Point-per-instance localization data:
Segment Open

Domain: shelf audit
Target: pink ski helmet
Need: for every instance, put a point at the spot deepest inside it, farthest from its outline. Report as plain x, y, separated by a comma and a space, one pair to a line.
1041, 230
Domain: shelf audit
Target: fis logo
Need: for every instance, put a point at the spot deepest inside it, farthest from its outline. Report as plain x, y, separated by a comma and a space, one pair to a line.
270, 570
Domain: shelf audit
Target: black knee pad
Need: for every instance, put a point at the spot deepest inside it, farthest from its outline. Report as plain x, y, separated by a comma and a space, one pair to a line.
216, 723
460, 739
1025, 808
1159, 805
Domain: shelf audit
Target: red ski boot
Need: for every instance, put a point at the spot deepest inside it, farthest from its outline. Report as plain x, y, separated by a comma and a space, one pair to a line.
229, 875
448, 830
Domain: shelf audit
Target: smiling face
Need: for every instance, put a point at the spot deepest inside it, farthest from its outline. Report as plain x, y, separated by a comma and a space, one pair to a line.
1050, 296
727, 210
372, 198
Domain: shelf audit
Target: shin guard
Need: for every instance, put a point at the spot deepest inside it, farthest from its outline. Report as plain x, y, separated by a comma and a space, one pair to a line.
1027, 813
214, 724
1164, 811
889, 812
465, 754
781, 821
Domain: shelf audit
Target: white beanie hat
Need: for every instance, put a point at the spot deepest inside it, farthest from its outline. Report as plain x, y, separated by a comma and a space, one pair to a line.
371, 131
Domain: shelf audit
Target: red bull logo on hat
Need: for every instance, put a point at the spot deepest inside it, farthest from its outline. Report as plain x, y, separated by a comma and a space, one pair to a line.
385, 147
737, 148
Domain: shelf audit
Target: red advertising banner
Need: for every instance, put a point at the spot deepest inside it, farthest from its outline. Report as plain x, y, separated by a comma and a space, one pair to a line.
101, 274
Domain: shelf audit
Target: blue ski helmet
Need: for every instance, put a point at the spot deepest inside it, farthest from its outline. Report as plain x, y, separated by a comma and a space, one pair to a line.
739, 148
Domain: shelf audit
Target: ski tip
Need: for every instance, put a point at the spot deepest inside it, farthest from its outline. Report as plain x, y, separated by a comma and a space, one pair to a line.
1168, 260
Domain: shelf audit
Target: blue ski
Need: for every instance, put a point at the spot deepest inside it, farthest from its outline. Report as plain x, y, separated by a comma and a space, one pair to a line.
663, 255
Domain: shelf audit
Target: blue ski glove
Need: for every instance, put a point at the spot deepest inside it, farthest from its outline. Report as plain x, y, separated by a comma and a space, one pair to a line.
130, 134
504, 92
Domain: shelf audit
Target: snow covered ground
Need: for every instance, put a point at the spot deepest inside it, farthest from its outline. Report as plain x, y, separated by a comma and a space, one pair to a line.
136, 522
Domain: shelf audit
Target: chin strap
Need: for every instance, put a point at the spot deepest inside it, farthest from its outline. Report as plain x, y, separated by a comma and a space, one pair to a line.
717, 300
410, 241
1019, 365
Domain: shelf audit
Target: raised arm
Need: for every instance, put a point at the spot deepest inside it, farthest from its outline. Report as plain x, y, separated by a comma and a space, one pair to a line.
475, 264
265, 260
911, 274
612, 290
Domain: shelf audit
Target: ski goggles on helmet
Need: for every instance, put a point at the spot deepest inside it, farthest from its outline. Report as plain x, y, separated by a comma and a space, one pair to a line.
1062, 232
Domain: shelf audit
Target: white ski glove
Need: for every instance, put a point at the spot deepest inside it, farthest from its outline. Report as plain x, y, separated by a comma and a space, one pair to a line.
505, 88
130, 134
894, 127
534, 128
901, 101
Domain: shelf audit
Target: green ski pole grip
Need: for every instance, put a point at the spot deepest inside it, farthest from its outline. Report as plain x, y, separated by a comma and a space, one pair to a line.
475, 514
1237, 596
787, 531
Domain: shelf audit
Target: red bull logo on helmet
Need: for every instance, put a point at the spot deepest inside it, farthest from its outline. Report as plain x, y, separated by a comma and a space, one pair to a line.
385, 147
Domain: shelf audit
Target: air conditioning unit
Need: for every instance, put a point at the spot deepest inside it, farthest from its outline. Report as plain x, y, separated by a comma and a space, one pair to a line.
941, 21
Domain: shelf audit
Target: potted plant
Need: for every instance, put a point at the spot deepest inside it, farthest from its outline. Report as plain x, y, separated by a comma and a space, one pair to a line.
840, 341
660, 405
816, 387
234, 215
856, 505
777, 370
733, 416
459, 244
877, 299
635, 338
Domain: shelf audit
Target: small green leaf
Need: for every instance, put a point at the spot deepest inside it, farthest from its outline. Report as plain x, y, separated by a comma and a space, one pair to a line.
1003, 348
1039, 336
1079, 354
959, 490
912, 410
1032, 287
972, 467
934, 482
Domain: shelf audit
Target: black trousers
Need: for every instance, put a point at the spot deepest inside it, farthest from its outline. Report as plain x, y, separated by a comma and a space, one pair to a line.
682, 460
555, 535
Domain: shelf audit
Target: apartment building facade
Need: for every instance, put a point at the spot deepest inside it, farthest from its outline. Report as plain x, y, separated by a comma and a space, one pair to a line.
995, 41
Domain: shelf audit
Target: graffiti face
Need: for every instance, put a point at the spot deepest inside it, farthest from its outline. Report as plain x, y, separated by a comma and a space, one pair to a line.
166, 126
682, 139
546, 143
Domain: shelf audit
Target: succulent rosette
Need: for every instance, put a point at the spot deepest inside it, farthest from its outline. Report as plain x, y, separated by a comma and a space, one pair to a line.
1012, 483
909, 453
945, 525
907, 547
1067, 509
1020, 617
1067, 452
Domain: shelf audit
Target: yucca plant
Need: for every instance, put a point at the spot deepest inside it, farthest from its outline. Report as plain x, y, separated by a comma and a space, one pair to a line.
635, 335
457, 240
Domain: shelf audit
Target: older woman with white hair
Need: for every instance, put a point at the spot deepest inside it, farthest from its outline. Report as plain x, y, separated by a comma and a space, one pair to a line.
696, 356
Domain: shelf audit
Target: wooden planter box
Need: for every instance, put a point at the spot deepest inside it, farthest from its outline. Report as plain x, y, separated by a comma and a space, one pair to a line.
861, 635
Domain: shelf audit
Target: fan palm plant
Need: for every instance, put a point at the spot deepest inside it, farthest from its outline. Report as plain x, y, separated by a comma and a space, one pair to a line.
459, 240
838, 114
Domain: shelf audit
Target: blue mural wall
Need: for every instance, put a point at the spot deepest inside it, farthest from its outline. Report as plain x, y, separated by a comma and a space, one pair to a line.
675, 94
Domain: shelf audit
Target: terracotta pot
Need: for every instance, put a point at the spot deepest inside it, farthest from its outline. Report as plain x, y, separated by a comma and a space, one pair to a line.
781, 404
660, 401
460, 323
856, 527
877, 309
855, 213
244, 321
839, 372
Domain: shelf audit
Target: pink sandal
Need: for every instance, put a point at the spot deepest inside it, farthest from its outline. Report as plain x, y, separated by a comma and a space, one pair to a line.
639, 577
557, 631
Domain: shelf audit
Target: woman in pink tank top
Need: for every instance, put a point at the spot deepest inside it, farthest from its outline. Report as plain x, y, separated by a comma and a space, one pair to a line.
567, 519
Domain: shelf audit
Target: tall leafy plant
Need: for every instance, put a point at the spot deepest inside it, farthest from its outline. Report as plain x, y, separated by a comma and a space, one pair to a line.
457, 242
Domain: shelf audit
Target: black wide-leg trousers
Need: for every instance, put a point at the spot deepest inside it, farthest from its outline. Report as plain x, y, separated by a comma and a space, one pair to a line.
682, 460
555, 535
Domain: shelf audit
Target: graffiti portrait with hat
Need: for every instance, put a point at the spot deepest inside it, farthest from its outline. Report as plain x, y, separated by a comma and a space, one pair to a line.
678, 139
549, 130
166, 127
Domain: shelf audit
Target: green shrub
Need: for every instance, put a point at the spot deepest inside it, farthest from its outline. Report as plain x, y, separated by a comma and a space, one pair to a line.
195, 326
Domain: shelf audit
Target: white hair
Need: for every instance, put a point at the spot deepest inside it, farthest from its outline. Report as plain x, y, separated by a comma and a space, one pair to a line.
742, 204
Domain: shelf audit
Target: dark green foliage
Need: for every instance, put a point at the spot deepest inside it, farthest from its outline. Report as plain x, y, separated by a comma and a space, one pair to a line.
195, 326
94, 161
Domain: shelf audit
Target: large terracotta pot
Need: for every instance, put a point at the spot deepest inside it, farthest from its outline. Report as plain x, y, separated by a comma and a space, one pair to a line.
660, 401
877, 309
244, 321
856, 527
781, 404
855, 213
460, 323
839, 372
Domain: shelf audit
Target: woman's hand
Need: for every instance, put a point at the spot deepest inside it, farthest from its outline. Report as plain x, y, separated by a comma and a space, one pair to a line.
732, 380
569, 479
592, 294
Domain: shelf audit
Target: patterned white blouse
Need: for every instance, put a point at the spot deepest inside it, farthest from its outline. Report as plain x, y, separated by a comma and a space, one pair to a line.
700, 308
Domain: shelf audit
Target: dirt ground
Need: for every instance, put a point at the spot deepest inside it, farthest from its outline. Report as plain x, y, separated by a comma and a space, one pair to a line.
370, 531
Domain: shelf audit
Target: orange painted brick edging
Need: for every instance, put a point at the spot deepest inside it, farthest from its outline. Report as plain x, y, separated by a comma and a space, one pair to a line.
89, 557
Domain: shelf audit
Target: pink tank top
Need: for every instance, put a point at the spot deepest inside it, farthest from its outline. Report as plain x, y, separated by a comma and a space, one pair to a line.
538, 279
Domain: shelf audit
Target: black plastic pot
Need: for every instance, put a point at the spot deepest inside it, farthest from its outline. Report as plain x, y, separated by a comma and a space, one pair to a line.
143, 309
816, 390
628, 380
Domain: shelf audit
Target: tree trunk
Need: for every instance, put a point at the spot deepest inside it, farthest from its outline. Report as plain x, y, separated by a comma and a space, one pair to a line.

Segment Closed

ASSIGNMENT
Output consists of exactly the lines from the one containing "Target: patterned white blouse" to the end of the records above, retyped without change and with nothing extra.

RESULT OF THIS TASK
Target: patterned white blouse
Need: for every instance, put a point at the spot deepest inside it, farthest from its outline. Report as plain x, y, separated by a comma and a space, one pair to a line.
700, 308
Domain: shelf audit
Target: dirt ground
Need: for every instance, put a point at the spot deepest inside it, farthest from its outline. Report as plain x, y, separated by a comma and a space, one pair to a line.
370, 531
Domain: shelf audit
Target: orange painted brick edging
Need: for every instance, put a point at the spot deepest inside it, farthest from its outline. Report as plain x, y, separated by a comma and a space, one pair to a line.
89, 557
Domain: shelf audit
Target: pink tank top
Need: for every instance, put a point at the spot deepest inside it, farthest from its outline. Report as plain x, y, separated by a comma and a space, one pair to a line.
538, 279
Domain: shelf audit
Target: black plastic pot
Need: for every instance, put a point at the spot deepest inside it, farthest from its outline. Report as plain x, y, separated by a comma and a space, one pair to a line.
143, 309
816, 390
628, 380
Domain: shelf audit
Target: tree trunk
Need: for every instance, put a point at the spot deepest inside it, farthest from its outline. Report as plain x, y, separated by a comma and a space, one pair to a line.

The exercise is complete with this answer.